───── The data

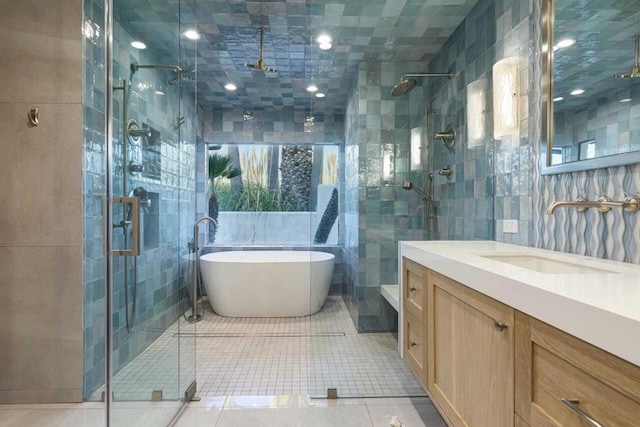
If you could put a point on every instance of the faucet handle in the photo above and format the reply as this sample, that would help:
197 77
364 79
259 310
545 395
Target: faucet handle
581 208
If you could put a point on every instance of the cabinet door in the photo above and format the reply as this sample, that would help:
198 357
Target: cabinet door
415 289
415 346
553 366
470 348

──────────

Task goal:
Repeat every line of the data exactly, but do not include pictures.

Expected answer:
If you could put a point on every instance of the faucet handle in the photo above and format the reply as this sample, that would help:
197 77
364 79
259 310
545 395
Target: faucet handle
581 208
If you could put a point on every instance of the cabinet door in the photo above and format the reply as this sample, that would help:
198 357
Target: cabinet door
415 289
415 346
553 366
470 348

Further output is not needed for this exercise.